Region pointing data
--

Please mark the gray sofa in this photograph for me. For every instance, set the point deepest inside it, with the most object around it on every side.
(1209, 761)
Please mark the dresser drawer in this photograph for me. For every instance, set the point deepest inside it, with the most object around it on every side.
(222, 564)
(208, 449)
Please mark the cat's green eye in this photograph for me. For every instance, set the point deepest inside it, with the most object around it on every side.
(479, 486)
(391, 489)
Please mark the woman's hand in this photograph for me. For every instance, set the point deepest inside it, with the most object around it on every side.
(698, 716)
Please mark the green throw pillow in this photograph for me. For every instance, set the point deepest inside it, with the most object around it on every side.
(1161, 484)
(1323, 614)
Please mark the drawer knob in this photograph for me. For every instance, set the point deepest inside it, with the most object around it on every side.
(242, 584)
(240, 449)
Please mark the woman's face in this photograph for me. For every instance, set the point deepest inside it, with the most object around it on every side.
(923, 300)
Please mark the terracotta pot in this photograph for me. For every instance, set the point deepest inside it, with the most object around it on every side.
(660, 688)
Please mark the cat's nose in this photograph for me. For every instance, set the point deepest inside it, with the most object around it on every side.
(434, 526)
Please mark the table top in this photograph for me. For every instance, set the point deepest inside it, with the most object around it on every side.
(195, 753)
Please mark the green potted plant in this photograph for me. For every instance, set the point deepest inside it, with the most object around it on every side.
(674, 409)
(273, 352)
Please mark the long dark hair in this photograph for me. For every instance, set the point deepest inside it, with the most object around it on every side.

--

### Work required
Every entry in the data should be returned exactly.

### The completed task
Please mark the gray sofa in this photograph for me. For every instance, set the point deepest inside it, with the most object around it on every side.
(1209, 761)
Please mark the dresser drawer in this photograph for me. For every instance, set the point deepest inside it, with the most object around it on every side.
(222, 564)
(208, 449)
Please mark the cat's green eye in this photograph for me. For every instance, set the point deepest inside it, with the most object around it on every side.
(479, 486)
(391, 489)
Please mark the woman's hand in this photograph for me. For every instance, set the point deepest inside it, with the most object around it on every side.
(698, 716)
Please mark the green throw pillow in this photograph for me. For every instance, set the point deepest inside it, with the most object around it on every side.
(1161, 484)
(1323, 614)
Please mark the drawer knob in this photograph for me. For every instance, set the point deepest inside it, with the most object around it on every side.
(242, 584)
(240, 449)
Please mark the woman's face in this photograph for me. For every instance, set the point deepest inside it, with the most object around it on every side.
(923, 300)
Please mark the terracotta pot in this photograph for me. For every instance, set the point deepest inside it, with the most object around it on every side.
(660, 688)
Please mark the cat's nose in this photograph for me. For every instance, set the point deepest inside it, with the most object around it on every side.
(434, 526)
Please mark the table top in this photograph for me. For every instance, set the point deepest inside it, with the most object around it on every side.
(195, 753)
Please mark the green potted plant in this photograph for me. For every instance, set the point deepest inside it, with the most object around it on every side.
(674, 409)
(273, 352)
Please mark the long dark hair in this photograph for me. For every instance, set the point deepest inside it, with the most object around it on every side.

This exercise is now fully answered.